* _PASSAGE RETENU_:
* * * *

La célébration d’un ancien SS par le parlement canadien n’est pas seulement une obscénité et une faute politique. C’est surtout une apothéose de la bêtise régnante. A ce stade-là, ce n’est plus un complot, c’est une pandémie.
O Canadiens, nous ne vous en demandions pas tant!
Le 22 septembre dernier, à l’occasion de la visite du président Zelensky à Ottawa, le parlement canadien a réservé une standing ovation à «un héros ukrainien, un héros canadien» en remerciement «de tout ce qu’il a fait». En réalité, Yaroslav Hunka était un volontaire de la division SS «Galicie» qui s’est illustrée par le massacre de nombreux Juifs, Polonais, Tchèques et Slovaques, et accessoirement aussi de partisans soviétiques. Le Canada a beau être le quartier général de l’émigration pronazie ukrainienne, le vieux crabe a tout de même dû tomber des nues: «Le Führer serait-il revenu?» Car il avait jusqu’alors le profil type de ces scélérats que le Centre Simon Wiesenthal, du vivant de son fondateur, serait allé traquer jusque dans les conduits de ventilation de la Station spatiale internationale.
Le contrecoup de l’événement est cocasse et colossal. Le Kremlin a remercié les Canadiens d’avoir obligeamment confirmé l’un des arguments essentiels de sa propagande: à savoir que l’Occident cajole, arme et protège les nazis. Le gouvernement polonais réclame la démission du président du parlement canadien et l’extradition de l’ancien SS. On remarque d’ailleurs nettement sur la vidéo que ledit président, M. Anthony Rota, s’étrangle à la lecture de son speech en comprenant soudain qui il s’apprête à honorer. (Où l’on voit l’inconvénient occasionnel qu’il y a à se contenter, en guise de travail politique, de lire au dernier moment les fiches qu’on vous met sous les yeux.)

* * * *

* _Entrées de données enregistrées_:
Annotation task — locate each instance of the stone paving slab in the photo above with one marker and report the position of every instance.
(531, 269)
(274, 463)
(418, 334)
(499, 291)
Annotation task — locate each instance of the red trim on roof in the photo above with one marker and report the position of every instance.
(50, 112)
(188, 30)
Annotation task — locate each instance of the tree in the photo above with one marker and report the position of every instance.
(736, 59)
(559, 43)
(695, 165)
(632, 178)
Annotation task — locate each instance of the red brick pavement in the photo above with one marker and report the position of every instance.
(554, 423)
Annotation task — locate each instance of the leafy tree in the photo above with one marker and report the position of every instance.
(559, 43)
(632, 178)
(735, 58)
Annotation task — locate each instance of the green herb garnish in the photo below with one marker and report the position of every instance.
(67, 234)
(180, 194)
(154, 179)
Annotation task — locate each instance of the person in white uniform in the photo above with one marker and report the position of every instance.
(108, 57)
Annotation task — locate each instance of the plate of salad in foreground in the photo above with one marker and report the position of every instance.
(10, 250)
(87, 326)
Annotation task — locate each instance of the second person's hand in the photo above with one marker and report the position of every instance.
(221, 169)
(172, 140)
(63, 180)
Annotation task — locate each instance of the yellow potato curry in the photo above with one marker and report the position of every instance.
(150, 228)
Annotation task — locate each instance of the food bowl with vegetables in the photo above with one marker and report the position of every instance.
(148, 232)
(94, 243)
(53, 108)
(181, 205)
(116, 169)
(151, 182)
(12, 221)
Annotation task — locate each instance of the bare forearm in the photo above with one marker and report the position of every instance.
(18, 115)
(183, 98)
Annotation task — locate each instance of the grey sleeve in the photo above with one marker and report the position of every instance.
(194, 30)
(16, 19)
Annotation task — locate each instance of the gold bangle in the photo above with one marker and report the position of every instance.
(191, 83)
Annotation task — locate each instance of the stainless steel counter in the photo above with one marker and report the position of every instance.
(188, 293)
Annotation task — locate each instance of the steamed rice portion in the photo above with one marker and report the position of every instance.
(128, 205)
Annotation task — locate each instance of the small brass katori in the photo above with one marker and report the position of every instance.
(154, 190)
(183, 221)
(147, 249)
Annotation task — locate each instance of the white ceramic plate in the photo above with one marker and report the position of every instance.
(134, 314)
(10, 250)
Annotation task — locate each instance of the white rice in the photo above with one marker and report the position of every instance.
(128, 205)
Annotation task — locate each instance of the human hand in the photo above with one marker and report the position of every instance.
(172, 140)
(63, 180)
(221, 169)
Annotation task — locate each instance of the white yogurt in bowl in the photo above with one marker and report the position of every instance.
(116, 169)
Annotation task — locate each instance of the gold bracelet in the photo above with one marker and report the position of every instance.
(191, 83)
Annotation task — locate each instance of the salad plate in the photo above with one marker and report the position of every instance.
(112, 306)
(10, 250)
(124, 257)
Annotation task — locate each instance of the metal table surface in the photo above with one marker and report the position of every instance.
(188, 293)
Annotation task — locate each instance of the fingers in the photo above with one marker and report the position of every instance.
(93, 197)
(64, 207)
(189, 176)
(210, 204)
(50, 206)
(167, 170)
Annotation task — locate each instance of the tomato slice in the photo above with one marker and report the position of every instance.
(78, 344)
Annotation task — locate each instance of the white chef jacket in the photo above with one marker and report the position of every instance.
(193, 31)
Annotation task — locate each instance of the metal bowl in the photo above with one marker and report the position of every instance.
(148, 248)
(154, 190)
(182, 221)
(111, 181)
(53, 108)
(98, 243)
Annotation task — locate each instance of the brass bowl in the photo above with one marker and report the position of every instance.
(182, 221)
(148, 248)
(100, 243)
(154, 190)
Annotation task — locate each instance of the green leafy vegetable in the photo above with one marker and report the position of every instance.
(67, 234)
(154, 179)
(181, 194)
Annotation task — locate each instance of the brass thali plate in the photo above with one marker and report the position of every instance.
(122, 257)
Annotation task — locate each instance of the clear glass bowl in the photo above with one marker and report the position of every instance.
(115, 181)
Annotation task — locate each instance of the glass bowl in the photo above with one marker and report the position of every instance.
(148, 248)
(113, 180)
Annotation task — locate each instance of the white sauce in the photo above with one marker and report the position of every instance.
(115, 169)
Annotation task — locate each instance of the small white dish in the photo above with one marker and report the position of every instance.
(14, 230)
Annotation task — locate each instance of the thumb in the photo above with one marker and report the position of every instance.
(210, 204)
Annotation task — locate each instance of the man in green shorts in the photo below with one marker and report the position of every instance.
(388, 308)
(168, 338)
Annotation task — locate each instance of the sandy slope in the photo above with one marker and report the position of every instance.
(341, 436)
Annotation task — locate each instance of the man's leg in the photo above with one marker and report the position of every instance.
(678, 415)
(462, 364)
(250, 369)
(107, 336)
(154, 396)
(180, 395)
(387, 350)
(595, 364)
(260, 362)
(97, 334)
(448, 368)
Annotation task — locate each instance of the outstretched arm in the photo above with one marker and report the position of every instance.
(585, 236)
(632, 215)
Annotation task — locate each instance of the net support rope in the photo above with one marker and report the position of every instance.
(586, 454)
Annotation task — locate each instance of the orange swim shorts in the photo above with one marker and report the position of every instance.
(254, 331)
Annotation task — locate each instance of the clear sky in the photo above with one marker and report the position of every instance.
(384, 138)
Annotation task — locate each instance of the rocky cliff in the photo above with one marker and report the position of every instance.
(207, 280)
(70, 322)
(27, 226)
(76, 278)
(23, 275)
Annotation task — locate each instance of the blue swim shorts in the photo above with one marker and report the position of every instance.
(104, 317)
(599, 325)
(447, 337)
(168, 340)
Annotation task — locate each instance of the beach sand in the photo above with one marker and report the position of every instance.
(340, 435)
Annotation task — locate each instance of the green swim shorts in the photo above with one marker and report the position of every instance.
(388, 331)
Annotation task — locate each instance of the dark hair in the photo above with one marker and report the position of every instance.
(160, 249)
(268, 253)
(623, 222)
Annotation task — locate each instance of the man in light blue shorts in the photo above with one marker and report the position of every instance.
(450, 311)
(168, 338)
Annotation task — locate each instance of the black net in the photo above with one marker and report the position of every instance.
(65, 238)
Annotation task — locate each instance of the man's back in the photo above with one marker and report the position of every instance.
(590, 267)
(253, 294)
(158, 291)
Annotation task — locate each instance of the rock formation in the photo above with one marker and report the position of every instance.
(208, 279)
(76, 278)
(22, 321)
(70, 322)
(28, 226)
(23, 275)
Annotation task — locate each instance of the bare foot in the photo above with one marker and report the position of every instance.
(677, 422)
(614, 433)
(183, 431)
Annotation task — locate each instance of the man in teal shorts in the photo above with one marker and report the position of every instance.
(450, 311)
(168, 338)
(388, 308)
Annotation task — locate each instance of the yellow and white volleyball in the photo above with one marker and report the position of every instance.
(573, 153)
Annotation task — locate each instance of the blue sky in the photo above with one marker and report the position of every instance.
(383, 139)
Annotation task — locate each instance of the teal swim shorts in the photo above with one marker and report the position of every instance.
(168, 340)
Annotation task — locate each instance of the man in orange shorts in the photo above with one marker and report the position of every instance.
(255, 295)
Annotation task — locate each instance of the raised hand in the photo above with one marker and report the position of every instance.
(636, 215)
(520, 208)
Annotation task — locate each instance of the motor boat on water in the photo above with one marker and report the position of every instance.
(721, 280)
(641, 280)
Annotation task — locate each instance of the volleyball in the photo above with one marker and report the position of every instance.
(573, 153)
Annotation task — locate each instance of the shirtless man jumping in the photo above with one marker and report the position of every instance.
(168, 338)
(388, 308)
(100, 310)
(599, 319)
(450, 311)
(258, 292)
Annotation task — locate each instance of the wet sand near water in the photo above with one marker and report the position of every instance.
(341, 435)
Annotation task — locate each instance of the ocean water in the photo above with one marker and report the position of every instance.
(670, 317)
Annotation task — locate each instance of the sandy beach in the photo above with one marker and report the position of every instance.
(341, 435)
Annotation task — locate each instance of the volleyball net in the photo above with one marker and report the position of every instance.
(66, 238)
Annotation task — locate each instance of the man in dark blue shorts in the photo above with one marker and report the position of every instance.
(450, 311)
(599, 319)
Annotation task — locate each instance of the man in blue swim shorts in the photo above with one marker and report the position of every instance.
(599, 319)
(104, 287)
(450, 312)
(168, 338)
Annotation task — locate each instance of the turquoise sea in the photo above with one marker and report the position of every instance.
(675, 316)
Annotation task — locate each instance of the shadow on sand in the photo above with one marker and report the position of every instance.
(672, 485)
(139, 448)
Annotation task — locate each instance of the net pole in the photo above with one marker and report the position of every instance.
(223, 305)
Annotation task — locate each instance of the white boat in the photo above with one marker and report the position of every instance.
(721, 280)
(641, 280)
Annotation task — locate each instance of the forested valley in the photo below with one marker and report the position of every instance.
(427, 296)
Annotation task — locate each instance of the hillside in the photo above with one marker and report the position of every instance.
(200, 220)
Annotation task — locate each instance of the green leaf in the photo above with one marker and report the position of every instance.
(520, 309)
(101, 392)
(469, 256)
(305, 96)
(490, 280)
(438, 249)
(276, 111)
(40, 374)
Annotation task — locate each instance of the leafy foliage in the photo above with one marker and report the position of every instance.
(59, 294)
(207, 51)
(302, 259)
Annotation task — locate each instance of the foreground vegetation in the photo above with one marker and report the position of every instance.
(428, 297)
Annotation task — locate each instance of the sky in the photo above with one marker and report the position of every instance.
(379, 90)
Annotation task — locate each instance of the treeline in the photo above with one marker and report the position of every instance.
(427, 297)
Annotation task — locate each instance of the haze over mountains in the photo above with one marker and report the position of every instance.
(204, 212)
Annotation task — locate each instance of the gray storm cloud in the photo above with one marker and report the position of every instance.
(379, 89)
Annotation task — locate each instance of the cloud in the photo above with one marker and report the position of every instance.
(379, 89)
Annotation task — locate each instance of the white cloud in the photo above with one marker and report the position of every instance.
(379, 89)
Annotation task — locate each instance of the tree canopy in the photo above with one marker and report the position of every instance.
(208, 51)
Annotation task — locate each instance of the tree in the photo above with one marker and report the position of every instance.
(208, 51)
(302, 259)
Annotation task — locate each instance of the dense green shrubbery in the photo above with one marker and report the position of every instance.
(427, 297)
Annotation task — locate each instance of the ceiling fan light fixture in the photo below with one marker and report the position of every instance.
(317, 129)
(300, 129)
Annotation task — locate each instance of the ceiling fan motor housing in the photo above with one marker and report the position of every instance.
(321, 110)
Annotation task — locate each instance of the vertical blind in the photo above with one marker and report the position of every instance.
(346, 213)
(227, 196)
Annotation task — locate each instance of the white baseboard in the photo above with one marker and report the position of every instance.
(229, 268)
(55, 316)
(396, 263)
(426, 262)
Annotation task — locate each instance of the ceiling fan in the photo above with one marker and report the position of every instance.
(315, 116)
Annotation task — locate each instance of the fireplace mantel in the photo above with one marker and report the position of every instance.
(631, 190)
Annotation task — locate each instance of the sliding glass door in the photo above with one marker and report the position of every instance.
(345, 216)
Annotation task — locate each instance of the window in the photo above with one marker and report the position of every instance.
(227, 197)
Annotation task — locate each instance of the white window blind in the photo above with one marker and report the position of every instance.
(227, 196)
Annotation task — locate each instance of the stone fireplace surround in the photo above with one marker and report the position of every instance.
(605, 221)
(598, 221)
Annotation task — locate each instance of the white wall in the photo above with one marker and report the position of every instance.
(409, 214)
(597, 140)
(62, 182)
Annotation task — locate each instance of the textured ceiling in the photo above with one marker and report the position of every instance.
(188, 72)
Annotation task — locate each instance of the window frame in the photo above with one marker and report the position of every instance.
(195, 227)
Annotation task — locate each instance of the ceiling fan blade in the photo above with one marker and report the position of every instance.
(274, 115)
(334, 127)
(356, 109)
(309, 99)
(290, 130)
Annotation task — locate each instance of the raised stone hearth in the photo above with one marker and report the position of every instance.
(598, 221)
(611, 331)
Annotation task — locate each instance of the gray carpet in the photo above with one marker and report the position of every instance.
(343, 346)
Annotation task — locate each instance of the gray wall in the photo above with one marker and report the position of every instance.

* * * *

* _QUESTIONS À TRAITER_:
(a) Condensez sous forme de liste le paragraphe du texte qui commence par « Le contrecoup de l’événement », en conservant ses faits principaux.
(b) Recopiez fidèlement le passage du texte allant de « Le 22 septembre » jusqu’à « Station spatiale internationale. ».

* _CORRIGÉ DES EXERCICES_:
(a)
- Le contrecoup de l’événement est cocasse et colossal.
- Le Kremlin a remercié les Canadiens d’avoir confirmé l’un des arguments essentiels de sa propagande : l’Occident cajole, arme et protège les nazis.
- Le gouvernement polonais réclame la démission du président du parlement canadien et l’extradition de l’ancien SS.
- Sur la vidéo, le président du parlement, M. Anthony Rota, s’étrangle en lisant son discours lorsqu’il comprend qui il s’apprête à honorer. L’épisode illustre l’inconvénient de se contenter de lire au dernier moment les fiches qu’on vous présente.

(b)
Le 22 septembre dernier, à l’occasion de la visite du président Zelensky à Ottawa, le parlement canadien a réservé une standing ovation à «un héros ukrainien, un héros canadien» en remerciement «de tout ce qu’il a fait». En réalité, Yaroslav Hunka était un volontaire de la division SS «Galicie» qui s’est illustrée par le massacre de nombreux Juifs, Polonais, Tchèques et Slovaques, et accessoirement aussi de partisans soviétiques. Le Canada a beau être le quartier général de l’émigration pronazie ukrainienne, le vieux crabe a tout de même dû tomber des nues: «Le Führer serait-il revenu?» Car il avait jusqu’alors le profil type de ces scélérats que le Centre Simon Wiesenthal, du vivant de son fondateur, serait allé traquer jusque dans les conduits de ventilation de la Station spatiale internationale.